[Aufgabe 1]
Sammeln Sie aus den Datensätzen jede Zeile, in der die Zeichenfolge „canopy“ vorkommt.

[Textausschnitt]
Gerade in inhabergeführten Maschinenbauunternehmen mit projektbezogener Arbeitsweise entstehen viele dieser sogenannten „Unterwegs-Kosten“ außerhalb der zentralen Prozesse. Sie werden privat vorgestreckt, spät eingereicht oder falsch zugeordnet. In der Folge fehlen sie in der Nachkalkulation, verteuern buchhalterische Abläufe und sorgen im schlimmsten Fall für nicht verrechnete Leistungen. Die eigentlichen Auswirkungen zeigen sich nicht auf dem Beleg – sondern in der Marge, im Forecast und in der Zufriedenheit des Teams.

Dieser Beitrag zeigt am Beispiel eines mittelständischen Maschinenbauunternehmens mit 250 Mitarbeitenden, wie genau diese Herausforderung strukturiert angegangen wurde – und welche wirtschaftlichen Effekte daraus resultierten. Dabei geht es nicht nur um Digitalisierung oder Prozesseffizienz, sondern auch um eine strategische Frage: Wie gelingt es, mit einfachen Mitteln operative Blindspots sichtbar zu machen und daraus echten wirtschaftlichen Mehrwert zu erzeugen?

Die alltäglchen Travel-Probleme im Maschinenbau

Das Unternehmen, um das es in diesem Praxisbeispiel geht, ist ein inhabergeführter Spezialist für Sondermaschinenbau mit Hauptsitz in Süddeutschland. Mit rund 250 Mitarbeitenden fertigt es automatisierte Fertigungseinheiten für Kunden aus der Automobilzuliefer- und Elektrotechnikbranche. Die Produkte werden weltweit ausgeliefert – der Großteil der Projekte ist kundenindividuell, technisch anspruchsvoll und erfordert sowohl präzise Planung als auch qualifizierte Einsätze vor Ort.

[Bereitgestellte Daten]
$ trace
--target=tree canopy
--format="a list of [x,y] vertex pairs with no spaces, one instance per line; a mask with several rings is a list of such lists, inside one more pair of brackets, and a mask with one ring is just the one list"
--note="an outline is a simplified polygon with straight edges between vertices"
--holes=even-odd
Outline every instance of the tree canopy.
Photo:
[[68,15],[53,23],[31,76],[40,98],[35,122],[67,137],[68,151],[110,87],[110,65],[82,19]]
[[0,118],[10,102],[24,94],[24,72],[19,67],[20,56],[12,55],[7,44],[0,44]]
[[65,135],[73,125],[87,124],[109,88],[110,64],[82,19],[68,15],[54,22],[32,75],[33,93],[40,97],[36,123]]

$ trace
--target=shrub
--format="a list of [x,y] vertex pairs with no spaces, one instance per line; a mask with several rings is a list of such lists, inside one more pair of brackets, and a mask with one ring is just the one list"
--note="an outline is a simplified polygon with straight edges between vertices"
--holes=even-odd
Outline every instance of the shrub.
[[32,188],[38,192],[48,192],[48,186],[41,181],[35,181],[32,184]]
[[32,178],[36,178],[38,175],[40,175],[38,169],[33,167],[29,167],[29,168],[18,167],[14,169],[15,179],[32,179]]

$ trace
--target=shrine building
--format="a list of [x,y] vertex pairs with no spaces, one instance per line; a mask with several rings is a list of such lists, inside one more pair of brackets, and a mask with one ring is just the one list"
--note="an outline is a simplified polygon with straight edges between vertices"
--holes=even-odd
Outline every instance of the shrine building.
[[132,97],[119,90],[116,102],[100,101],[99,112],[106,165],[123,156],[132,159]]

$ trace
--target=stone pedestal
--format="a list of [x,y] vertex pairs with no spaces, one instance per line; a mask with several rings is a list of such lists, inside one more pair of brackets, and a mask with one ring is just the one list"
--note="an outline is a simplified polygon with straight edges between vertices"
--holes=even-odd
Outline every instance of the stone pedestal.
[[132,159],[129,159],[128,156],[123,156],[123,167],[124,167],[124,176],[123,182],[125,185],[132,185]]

[Aufgabe 2]
Prüfen Sie, ob die Aussagen (a), (b) und (c) mit dem Textausschnitt übereinstimmen, und belegen Sie jede Antwort mit den entscheidenden Worten des Textausschnitts. (a) Das Unternehmen hat seinen Hauptsitz in Norddeutschland. (b) Das Unternehmen beschäftigt rund 250 Mitarbeitende. (c) Die Produkte werden ausschließlich innerhalb Europas ausgeliefert.

[Vollständige Antwort 1]
--target=tree canopy
Outline every instance of the tree canopy.

[Vollständige Antwort 2]
(a) Nein: „mit Hauptsitz in Süddeutschland“
(b) Ja: „Mit rund 250 Mitarbeitenden“
(c) Nein: „Die Produkte werden weltweit ausgeliefert“